# Directions for this task
Select every line in the rows below that contains the word "rack", and copy each one.

(Location annotation dataset excerpts)
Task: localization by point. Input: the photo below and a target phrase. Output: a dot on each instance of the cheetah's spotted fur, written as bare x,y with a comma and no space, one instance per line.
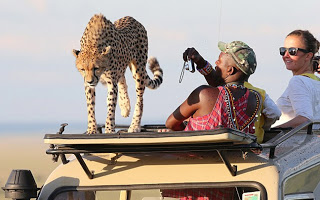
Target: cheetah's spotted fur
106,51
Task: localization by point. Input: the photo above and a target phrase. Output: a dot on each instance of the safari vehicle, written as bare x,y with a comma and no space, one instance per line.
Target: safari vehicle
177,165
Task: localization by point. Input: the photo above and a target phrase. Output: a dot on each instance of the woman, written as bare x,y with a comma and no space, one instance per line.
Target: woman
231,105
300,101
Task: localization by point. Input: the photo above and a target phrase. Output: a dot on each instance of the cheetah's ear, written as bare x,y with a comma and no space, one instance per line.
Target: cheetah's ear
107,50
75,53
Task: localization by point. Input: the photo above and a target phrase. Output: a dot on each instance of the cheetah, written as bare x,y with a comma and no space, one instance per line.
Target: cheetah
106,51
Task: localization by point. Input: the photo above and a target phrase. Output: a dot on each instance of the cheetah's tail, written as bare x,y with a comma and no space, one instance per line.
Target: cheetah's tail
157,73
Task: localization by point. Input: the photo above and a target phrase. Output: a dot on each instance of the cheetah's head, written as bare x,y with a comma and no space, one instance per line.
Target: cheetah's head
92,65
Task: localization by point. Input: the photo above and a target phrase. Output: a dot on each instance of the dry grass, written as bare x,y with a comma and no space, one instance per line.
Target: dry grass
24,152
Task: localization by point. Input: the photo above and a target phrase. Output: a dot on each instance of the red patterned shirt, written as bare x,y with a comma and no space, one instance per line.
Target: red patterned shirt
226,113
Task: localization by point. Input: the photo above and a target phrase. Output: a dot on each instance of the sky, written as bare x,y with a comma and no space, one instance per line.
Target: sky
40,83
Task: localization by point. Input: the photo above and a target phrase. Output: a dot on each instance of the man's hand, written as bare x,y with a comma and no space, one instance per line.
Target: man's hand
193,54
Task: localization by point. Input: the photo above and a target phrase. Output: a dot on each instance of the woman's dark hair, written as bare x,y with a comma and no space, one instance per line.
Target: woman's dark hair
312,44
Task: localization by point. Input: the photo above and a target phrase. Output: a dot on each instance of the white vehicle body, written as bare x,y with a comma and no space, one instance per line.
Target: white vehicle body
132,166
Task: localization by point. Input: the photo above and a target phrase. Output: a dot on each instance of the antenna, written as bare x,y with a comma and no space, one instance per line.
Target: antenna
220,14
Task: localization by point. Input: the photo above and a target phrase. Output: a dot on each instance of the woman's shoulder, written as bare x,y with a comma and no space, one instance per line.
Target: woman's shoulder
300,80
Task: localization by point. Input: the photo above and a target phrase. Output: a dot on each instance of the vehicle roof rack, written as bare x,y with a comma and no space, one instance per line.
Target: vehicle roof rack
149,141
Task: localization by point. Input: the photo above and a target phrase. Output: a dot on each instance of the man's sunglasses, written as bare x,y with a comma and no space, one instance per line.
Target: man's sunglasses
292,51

...

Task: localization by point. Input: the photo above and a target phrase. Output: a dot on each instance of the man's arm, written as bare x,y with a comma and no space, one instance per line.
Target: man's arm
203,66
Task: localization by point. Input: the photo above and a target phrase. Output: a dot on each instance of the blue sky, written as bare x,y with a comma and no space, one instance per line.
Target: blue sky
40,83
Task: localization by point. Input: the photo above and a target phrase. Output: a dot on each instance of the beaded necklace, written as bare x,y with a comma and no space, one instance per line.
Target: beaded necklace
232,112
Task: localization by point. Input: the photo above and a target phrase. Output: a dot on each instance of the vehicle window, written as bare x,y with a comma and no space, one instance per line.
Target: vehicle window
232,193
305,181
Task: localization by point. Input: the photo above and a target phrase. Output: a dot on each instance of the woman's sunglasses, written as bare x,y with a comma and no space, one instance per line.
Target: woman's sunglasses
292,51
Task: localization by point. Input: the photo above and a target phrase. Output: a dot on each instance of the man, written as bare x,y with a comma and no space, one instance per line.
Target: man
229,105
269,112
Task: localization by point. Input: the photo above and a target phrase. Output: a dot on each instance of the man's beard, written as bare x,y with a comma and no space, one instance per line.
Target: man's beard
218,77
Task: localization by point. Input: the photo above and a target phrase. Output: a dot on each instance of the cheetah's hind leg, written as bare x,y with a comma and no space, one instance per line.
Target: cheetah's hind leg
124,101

# The reply
Task: localization by point. Input: the photo above and a target phrase. Output: a dot on each instance of the vehicle roof rack, written as bare x,y with a comma and no space, one instance per line.
Target: vehicle roof rack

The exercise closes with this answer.